When you copy the entries, omit the images and keep every word as it is.

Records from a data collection
================================
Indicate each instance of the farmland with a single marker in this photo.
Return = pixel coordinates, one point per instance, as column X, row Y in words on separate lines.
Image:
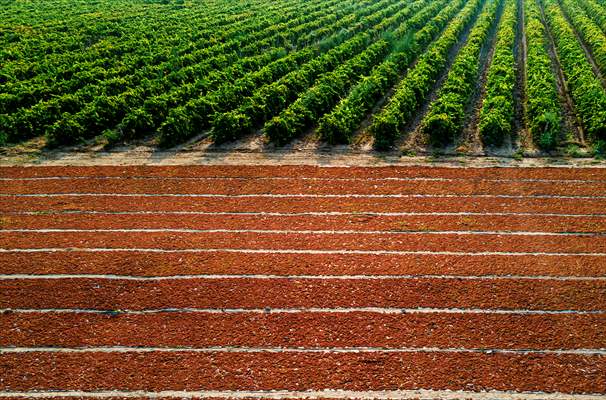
column 286, row 282
column 506, row 77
================================
Result.
Indicate each instance of the farmland with a single marker in this photo.
Return = pixel coordinates, one point per instance, as column X, row Y in words on separate lines.
Image:
column 286, row 282
column 506, row 77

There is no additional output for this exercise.